_YOUR OBJECTIVE:_
Would you please copy out each entry exactly?

_Items listed in a dataset:_
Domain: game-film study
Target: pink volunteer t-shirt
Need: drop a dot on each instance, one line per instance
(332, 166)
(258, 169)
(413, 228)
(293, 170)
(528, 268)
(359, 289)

_TASK RESULT:_
Domain: game-film study
Target: pink volunteer t-shirt
Need: drop a dot on each instance, one line per instance
(332, 166)
(258, 169)
(413, 228)
(293, 170)
(528, 268)
(359, 289)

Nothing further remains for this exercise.